![]() Barbara D. Metcalf CREATING A NEW MEDINA: STATE POWER, ISLAM, AND THE QUEST FOR PAKISTAN IN LATE COLONIAL NORTH INDIA By Venkat Dhulipala Cambridge University Press, New Delhi, 2015, pp. 544, Rs. 746.00 VOLUME XXXIX NUMBER 6 June 2015 Venkat
Dhulipala challenges what he takes to be a widespread assumption that Partition
did not need to happen. It all happened so fast. Did Muslim voters who
supported the League in the elections of 1945–46 really
want a separate country? Did Jinnah? Dhulipala, basing his answer on a flood
of English and Urdu publications in the wake of the Muslim League’s Lahore
Resolution of March 1940, says ‘yes’. That Resolution had demanded ‘autonomous
and sovereign’, ‘independent states’ in areas of Muslim majority ‘with such
territorial re-adjustments as may be necessary.’ Focusing on the centrally
important province of the United Provinces, Dhulipala insists that Muslim
voters wanted not only a separate state, but an ‘Islamic’ state as well, the
‘New Medina’ of the book’s title. Between 1940 and 1946, he argues, a vision
for an independent state ‘progressively assumed clarity, substance and
popularity’ (p. 18). Dhulipala emphatically rejects any notion that the demand
for a sovereign state was a ‘bargaining chip’ intended to gain concessions in
provincial autonomy. By the mid-1940s, he argues, ulama and political leaders
alike shared a fused vision of a sovereign state that was at once ‘modern’ and
‘Islamic’. So much for Salman Rushdie’s often quoted tag that Pakistan was a
place ‘insufficiently imagined’.

*EXTRACTED DATA*.

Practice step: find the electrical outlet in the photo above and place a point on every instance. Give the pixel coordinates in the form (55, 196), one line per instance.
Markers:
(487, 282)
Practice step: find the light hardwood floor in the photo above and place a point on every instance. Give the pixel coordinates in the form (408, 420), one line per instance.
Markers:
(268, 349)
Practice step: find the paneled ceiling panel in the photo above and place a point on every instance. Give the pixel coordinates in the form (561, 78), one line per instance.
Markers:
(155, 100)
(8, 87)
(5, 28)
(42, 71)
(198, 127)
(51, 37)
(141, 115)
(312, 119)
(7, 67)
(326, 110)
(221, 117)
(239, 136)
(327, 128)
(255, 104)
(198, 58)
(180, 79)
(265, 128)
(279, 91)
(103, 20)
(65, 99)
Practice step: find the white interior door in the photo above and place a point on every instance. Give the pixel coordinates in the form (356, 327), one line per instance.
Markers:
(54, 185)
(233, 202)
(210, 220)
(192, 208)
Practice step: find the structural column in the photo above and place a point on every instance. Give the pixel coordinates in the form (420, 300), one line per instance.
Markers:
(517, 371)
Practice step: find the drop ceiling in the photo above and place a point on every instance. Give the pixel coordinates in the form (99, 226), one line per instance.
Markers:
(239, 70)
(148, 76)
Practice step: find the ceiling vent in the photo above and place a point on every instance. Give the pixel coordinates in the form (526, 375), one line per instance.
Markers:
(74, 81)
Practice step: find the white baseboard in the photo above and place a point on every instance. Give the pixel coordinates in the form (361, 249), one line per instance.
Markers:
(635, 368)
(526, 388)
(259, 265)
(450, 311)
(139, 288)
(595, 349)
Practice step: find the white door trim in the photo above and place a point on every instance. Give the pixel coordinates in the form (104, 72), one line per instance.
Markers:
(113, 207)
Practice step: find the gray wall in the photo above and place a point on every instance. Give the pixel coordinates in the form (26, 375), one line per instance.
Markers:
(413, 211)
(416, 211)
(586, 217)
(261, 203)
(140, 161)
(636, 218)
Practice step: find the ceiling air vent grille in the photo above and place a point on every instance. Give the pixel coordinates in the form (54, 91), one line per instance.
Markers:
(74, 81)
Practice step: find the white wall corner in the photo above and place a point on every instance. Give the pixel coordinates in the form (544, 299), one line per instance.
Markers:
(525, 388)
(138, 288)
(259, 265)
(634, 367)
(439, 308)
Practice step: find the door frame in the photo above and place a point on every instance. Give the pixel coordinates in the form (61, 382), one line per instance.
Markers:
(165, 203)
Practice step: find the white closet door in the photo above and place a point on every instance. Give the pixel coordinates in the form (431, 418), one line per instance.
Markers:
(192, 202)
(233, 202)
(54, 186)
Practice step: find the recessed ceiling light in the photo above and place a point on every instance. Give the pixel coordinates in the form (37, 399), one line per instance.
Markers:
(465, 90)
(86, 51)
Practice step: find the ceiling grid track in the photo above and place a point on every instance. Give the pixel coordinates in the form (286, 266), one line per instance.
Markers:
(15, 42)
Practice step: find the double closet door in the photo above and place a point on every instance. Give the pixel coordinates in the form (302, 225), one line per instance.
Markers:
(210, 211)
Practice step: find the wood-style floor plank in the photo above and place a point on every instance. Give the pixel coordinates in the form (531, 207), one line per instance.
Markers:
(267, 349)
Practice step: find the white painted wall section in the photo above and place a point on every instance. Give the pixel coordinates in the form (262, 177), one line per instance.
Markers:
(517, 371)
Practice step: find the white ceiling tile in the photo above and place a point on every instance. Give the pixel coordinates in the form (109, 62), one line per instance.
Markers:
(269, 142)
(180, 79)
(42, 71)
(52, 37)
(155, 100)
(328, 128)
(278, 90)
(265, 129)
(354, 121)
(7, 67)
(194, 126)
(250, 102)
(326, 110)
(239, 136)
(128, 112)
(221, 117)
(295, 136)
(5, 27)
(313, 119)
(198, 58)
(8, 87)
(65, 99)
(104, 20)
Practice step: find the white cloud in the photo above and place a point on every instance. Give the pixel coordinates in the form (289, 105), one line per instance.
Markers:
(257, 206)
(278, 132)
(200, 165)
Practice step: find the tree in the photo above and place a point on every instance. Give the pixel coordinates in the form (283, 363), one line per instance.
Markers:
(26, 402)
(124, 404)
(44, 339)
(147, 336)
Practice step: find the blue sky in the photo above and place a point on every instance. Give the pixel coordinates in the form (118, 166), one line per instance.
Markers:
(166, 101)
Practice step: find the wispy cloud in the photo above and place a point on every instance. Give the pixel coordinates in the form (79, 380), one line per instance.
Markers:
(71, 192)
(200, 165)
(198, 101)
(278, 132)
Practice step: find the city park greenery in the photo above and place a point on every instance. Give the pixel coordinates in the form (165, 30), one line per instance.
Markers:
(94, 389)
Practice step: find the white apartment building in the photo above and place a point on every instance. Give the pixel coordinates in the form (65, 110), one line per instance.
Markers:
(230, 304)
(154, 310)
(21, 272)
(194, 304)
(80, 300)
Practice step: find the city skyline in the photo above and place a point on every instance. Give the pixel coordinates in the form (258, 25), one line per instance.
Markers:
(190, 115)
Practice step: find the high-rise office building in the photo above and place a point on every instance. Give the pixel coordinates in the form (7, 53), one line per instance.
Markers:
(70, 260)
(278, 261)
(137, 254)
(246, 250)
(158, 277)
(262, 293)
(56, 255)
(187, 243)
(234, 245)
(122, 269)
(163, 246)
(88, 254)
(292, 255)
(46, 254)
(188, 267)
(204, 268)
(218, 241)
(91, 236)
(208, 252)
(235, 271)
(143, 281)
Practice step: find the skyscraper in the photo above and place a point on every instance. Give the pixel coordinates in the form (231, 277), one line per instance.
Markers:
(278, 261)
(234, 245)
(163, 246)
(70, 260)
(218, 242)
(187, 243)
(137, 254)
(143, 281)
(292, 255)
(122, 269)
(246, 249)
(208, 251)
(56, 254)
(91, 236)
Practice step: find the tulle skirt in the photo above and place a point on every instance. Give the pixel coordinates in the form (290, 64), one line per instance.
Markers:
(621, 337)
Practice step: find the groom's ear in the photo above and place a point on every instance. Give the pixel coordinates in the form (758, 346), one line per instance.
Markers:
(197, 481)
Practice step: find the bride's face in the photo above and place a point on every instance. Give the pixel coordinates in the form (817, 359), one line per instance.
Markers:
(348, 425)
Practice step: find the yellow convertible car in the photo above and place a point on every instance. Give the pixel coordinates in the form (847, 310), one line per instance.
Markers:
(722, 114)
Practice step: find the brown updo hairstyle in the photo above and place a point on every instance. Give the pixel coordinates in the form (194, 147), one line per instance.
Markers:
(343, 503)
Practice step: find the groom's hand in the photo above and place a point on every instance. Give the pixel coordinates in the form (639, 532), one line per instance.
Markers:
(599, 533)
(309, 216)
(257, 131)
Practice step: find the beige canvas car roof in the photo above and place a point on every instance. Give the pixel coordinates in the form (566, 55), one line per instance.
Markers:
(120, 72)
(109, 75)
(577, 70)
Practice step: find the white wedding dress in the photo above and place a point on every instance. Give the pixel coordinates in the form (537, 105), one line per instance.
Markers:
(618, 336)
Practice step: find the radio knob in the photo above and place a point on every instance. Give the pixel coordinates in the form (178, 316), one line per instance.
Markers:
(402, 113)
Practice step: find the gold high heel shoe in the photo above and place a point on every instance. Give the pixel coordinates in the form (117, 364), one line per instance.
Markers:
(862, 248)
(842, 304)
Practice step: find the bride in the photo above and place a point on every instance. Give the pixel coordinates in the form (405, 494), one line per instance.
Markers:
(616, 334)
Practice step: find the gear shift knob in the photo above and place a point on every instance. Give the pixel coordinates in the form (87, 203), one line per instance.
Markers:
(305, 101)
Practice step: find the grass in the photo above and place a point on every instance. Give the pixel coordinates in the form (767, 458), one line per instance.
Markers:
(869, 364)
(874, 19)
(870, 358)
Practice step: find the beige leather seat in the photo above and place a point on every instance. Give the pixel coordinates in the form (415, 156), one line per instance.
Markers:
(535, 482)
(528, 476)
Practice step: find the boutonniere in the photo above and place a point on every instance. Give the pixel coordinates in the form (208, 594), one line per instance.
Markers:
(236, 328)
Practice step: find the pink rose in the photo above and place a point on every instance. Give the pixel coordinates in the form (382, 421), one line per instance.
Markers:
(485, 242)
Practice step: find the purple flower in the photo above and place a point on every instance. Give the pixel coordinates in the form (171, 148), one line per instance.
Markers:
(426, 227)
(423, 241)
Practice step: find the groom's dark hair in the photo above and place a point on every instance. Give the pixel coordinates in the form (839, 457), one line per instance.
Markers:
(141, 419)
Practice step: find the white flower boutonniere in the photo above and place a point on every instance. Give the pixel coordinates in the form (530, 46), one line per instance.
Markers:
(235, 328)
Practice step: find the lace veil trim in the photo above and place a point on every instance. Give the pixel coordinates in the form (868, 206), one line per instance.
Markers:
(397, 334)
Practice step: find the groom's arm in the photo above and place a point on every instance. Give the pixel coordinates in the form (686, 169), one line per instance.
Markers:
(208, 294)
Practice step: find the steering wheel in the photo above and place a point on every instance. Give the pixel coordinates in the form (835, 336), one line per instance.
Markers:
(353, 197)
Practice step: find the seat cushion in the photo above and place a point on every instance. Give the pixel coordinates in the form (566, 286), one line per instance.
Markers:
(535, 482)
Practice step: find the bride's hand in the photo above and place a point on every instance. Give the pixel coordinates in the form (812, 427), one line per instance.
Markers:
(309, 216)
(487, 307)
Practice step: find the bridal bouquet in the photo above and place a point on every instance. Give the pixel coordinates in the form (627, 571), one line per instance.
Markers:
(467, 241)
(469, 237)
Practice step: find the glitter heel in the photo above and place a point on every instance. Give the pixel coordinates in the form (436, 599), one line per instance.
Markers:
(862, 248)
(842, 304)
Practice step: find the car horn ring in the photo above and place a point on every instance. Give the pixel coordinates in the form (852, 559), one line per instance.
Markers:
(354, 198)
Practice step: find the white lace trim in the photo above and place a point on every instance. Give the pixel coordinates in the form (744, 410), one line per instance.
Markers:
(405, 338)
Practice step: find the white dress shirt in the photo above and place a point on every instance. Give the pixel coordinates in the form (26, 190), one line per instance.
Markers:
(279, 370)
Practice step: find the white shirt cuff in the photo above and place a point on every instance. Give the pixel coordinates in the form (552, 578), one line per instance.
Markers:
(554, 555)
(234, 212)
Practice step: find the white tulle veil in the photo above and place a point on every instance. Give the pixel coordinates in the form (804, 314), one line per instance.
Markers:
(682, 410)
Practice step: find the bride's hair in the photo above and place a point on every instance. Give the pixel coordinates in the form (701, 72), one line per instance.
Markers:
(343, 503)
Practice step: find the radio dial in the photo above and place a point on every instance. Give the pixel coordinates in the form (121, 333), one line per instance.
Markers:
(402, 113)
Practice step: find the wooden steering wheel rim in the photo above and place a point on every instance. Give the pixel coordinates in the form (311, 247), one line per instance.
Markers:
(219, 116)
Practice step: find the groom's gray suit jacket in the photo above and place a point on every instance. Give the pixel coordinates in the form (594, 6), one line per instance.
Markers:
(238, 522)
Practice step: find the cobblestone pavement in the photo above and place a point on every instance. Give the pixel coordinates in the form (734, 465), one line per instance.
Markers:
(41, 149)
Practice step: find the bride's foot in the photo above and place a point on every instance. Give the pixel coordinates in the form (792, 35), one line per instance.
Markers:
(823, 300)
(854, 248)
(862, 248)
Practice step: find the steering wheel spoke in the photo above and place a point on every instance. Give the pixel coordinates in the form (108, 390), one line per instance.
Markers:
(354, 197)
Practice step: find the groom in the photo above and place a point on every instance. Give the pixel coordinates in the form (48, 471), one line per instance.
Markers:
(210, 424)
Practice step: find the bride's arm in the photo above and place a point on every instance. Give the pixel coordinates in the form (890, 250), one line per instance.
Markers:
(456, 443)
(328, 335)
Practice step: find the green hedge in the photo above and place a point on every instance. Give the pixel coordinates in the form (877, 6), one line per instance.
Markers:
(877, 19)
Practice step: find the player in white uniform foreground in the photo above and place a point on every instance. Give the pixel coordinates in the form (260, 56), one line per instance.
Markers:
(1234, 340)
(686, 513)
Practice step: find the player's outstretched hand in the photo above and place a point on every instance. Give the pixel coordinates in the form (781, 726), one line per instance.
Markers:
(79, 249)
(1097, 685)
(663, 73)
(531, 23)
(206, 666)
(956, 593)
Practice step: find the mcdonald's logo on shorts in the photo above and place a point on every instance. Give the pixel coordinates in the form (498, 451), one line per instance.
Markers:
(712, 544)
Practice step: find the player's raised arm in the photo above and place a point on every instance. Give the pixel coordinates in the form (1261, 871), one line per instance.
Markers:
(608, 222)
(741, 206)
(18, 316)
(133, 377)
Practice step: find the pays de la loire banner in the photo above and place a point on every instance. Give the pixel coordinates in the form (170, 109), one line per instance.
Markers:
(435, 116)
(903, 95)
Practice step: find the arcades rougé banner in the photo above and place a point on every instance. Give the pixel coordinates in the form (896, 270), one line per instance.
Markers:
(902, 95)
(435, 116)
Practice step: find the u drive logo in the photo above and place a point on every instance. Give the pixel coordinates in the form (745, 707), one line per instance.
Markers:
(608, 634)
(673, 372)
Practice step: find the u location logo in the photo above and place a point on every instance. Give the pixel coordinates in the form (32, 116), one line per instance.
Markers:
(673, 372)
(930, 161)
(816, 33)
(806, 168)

*DIRECTIONS*.
[A] Using the book review above, decide whether each statement agrees with it. Give yes or no for each, with the deciding words quoted exactly. (i) Dhulipala draws on publications in both English and Urdu. (ii) The Lahore Resolution dates from March 1946. (iii) Dhulipala accepts that the demand for a sovereign state was a bargaining chip.
[B] Go on with the book review from its last sentence.

*EXERCISE RESULTS*.
[A]
(i) Yes: "basing his answer on a flood of English and Urdu publications"
(ii) No: "the Muslim League’s Lahore Resolution of March 1940"
(iii) No: "Dhulipala emphatically rejects any notion that the demand for a sovereign state was a ‘bargaining chip’"

[B]
After a useful bibliographic introduction, the next two
chapters review the 1937 election in U.P., the short-lived Congress ministry,
the break between the League and Congress, and then the rival mass contact
campaigns. Within a year, Dhulipala argues, the ML was garnering substantial
success thanks to the Deobandi challenger to the ‘nationalist ulama’, Maulana
Ashraf Ali Thanawi. The nationalists, led by the Jamiatul Ulama-i-Hind (JUH) under a fellow Deobandi, Maulana Husain Ahmad
Madani, had supported Gandhi from the beginning. Thanawi challenged their view
of ‘composite nationalism’ and favoured a separate Party to assert Muslim
interests.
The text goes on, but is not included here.